== Input for this task
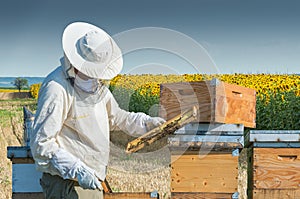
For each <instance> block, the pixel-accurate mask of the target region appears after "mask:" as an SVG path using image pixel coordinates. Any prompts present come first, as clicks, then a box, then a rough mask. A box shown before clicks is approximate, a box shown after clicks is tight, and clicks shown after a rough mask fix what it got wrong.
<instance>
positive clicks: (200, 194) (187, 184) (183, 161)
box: [168, 123, 244, 199]
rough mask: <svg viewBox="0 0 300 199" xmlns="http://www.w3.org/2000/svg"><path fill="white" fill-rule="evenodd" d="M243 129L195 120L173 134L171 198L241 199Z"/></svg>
mask: <svg viewBox="0 0 300 199" xmlns="http://www.w3.org/2000/svg"><path fill="white" fill-rule="evenodd" d="M243 129H244V127H243V125H233V124H213V125H212V124H211V125H209V124H199V123H194V124H188V125H186V126H185V127H184V128H182V129H179V130H178V131H177V132H176V133H175V135H173V136H170V137H169V139H168V144H169V147H170V150H171V195H172V198H206V199H207V198H230V199H231V198H238V155H239V150H240V149H242V148H243Z"/></svg>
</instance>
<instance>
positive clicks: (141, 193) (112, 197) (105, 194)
mask: <svg viewBox="0 0 300 199" xmlns="http://www.w3.org/2000/svg"><path fill="white" fill-rule="evenodd" d="M147 198H151V199H153V198H159V196H158V195H157V197H151V193H149V192H147V193H105V194H104V199H147Z"/></svg>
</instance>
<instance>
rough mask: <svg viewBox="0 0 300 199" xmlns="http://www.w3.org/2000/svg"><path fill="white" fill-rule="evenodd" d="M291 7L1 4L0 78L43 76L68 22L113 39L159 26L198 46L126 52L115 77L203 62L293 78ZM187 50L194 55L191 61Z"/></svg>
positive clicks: (218, 4)
mask: <svg viewBox="0 0 300 199" xmlns="http://www.w3.org/2000/svg"><path fill="white" fill-rule="evenodd" d="M299 10H300V2H299V1H296V0H294V1H288V0H287V1H279V0H273V1H271V0H268V1H241V0H197V1H196V0H194V1H192V0H186V1H184V0H181V1H179V0H165V1H159V0H152V1H143V0H127V1H124V0H119V1H117V0H111V1H101V0H92V1H90V0H86V1H58V0H52V1H40V0H39V1H37V0H26V1H17V0H9V1H8V0H6V1H1V3H0V25H1V26H0V35H1V37H0V43H1V46H0V54H1V56H0V71H1V72H0V76H2V77H5V76H46V75H47V74H48V73H49V72H50V71H52V70H53V69H54V68H56V67H57V66H58V65H59V58H60V57H61V56H62V54H63V50H62V46H61V36H62V32H63V29H64V28H65V27H66V26H67V24H69V23H71V22H74V21H86V22H90V23H92V24H95V25H97V26H99V27H102V28H103V29H105V30H106V31H107V32H108V33H109V34H111V35H117V38H118V35H122V34H123V32H124V31H127V32H128V31H129V30H135V29H136V28H142V27H154V28H155V27H160V28H164V29H165V30H168V31H171V33H172V34H173V33H176V34H180V35H181V36H182V38H183V37H185V39H188V40H189V41H194V42H196V43H198V44H200V45H201V46H202V47H203V48H204V49H203V50H202V51H201V52H200V53H198V51H194V50H191V49H193V48H189V46H183V47H182V49H181V52H180V53H179V54H178V53H177V54H176V53H174V52H175V51H174V50H173V49H171V50H170V49H169V46H160V47H162V48H159V49H158V48H156V49H143V50H139V51H130V52H129V53H126V54H125V55H124V68H123V70H122V73H179V74H183V73H197V72H206V70H202V68H201V67H206V66H207V65H209V64H208V63H213V64H214V66H213V67H214V70H211V72H219V73H299V69H300V56H299V55H300V23H299V22H300V12H299ZM172 31H174V32H172ZM172 34H171V35H172ZM137 37H141V38H145V39H146V36H143V35H138V36H137ZM150 37H151V32H150ZM174 38H175V37H173V36H170V37H169V38H168V37H153V38H151V41H152V42H157V41H158V42H160V43H161V44H162V45H165V43H164V42H166V40H168V39H169V40H170V43H177V45H178V46H181V45H182V43H181V42H183V41H184V39H183V40H182V41H177V40H176V39H174ZM119 39H120V43H121V44H122V42H123V41H122V39H123V37H119ZM147 39H149V35H148V36H147ZM154 40H155V41H154ZM156 40H157V41H156ZM179 40H180V39H179ZM130 42H135V41H134V37H133V39H132V40H130ZM166 43H167V42H166ZM187 43H188V42H187ZM166 45H167V44H166ZM120 47H121V49H122V48H123V46H122V45H121V46H120ZM125 47H126V46H125ZM125 47H124V48H125ZM161 49H163V50H161ZM122 50H123V49H122ZM193 53H194V55H191V57H193V56H198V55H199V54H202V55H199V56H198V60H195V61H194V62H193V61H192V63H191V61H190V57H189V55H190V54H193ZM182 54H184V55H182ZM195 65H197V66H195ZM204 65H206V66H204Z"/></svg>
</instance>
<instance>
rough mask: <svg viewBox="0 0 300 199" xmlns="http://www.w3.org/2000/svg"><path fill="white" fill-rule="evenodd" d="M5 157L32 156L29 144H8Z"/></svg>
mask: <svg viewBox="0 0 300 199" xmlns="http://www.w3.org/2000/svg"><path fill="white" fill-rule="evenodd" d="M7 158H9V159H12V158H32V154H31V150H30V147H29V146H9V147H7Z"/></svg>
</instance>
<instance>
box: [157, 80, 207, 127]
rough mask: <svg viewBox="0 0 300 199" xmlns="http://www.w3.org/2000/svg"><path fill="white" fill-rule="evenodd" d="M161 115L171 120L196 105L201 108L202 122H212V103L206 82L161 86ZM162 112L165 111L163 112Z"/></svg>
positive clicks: (174, 84) (185, 82)
mask: <svg viewBox="0 0 300 199" xmlns="http://www.w3.org/2000/svg"><path fill="white" fill-rule="evenodd" d="M160 99H161V100H160V104H161V107H162V108H163V109H160V115H161V116H165V119H167V120H169V119H171V118H173V117H175V116H176V115H179V114H180V113H182V112H184V111H185V110H187V109H189V108H191V107H192V106H194V105H197V106H199V107H200V110H201V112H200V113H201V114H200V121H206V122H210V120H211V109H212V107H211V106H212V102H211V98H210V91H209V90H208V87H207V85H206V83H205V82H198V83H194V82H191V83H187V82H180V83H167V84H162V85H161V95H160ZM162 110H165V112H164V111H162Z"/></svg>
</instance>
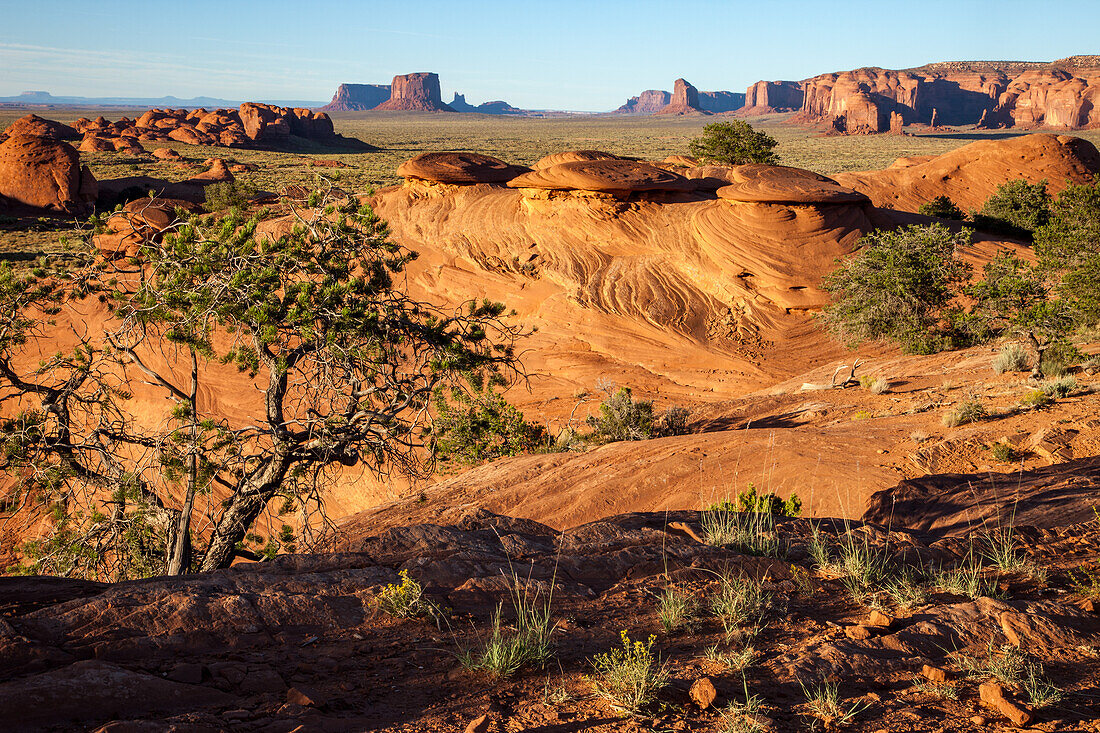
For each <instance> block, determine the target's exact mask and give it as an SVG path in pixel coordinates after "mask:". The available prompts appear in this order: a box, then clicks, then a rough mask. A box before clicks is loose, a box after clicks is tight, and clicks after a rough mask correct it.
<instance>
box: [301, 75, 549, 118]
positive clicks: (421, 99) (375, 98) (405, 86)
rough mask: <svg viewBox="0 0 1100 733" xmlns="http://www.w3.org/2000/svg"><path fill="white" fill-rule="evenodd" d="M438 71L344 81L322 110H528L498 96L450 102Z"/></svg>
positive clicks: (491, 110)
mask: <svg viewBox="0 0 1100 733" xmlns="http://www.w3.org/2000/svg"><path fill="white" fill-rule="evenodd" d="M440 95H441V92H440V88H439V75H438V74H432V73H429V72H421V73H418V74H405V75H401V76H395V77H394V80H393V84H388V85H387V84H341V85H340V88H339V89H337V92H335V95H333V96H332V101H331V102H329V103H328V105H326V106H324V107H322V108H320V111H323V112H353V111H365V110H372V109H374V110H383V111H385V110H390V111H404V112H463V113H475V114H527V113H528V112H527V110H524V109H518V108H516V107H513V106H511V105H509V103H508V102H506V101H502V100H499V99H496V100H493V101H486V102H482V103H481V105H477V106H474V105H471V103H470V102H467V101H466V98H465V95H460V94H458V92H455V94H454V99H453V100H452V101H451V102H450V103H449V105H448V103H444V102H443V100H442V97H441V96H440Z"/></svg>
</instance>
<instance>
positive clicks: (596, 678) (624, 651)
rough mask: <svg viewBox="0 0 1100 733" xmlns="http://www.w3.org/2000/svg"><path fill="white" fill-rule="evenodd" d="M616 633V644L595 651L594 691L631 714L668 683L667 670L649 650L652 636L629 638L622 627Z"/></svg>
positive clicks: (644, 705) (658, 660) (652, 645)
mask: <svg viewBox="0 0 1100 733" xmlns="http://www.w3.org/2000/svg"><path fill="white" fill-rule="evenodd" d="M620 636H621V639H623V646H621V647H620V648H615V649H612V650H610V652H605V653H603V654H597V655H596V656H595V657H594V658H593V659H592V669H593V672H594V674H593V678H592V681H593V687H594V688H595V691H596V694H598V696H599V697H602V698H604V699H605V700H607V701H608V702H609V703H610V704H612V707H614V708H616V709H617V710H621V711H623V712H626V713H629V714H631V715H635V714H638V713H639V712H640V711H641V710H642V709H643V708H645V707H646V705H648V704H649V703H651V702H652V701H653V700H654V699H656V698H657V693H658V692H659V691H660V690H661V689H662V688H664V687H665V686H667V685H668V683H669V672H668V669H667V668H665V666H664V665H663V664H662V663H661V659H660V657H659V656H658V655H654V654H653V643H654V642H656V641H657V637H656V636H650V637H649V639H648V641H647V642H635V641H631V639H630V637H629V636H628V635H627V633H626V631H624V632H621V634H620Z"/></svg>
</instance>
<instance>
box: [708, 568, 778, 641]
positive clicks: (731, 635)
mask: <svg viewBox="0 0 1100 733" xmlns="http://www.w3.org/2000/svg"><path fill="white" fill-rule="evenodd" d="M773 600H774V599H773V597H772V594H771V593H769V592H768V591H766V590H764V589H763V587H762V586H761V584H760V583H758V582H756V581H755V580H752V579H750V578H747V577H745V576H734V575H722V576H718V586H717V589H716V590H715V592H714V594H713V595H712V597H711V599H709V606H711V612H712V613H713V614H714V616H715V617H716V619H718V621H720V622H722V627H723V628H724V630H725V632H726V641H727V642H728V641H729V639H731V638H733V637H734V636H735V635H736V634H737V633H738V632H739V631H740V628H741V627H742V626H749V625H751V626H761V625H763V624H764V621H766V619H767V615H768V613H769V611H770V610H771V608H772V603H773Z"/></svg>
====
| Task requirements |
Reproduce every line above that contains the string "after".

| Solution for this task |
For each <instance> block, the pixel-accurate mask of the target region appears after "mask:" as an SVG path using image pixel coordinates. Any prompts present come first, as clicks, then a box, then a rough mask. A box shown before clicks is approximate, a box shown after clicks is tight, and clicks shown after a rough mask fix what it got wrong.
For each <instance> block, determine the target's exact mask and give it as an SVG path in pixel coordinates after "mask:". The available prompts appear in this order: a box, then clicks, then a rough mask. A box before clicks is loose, a box after clicks is tight, and clicks after a rough mask correct it.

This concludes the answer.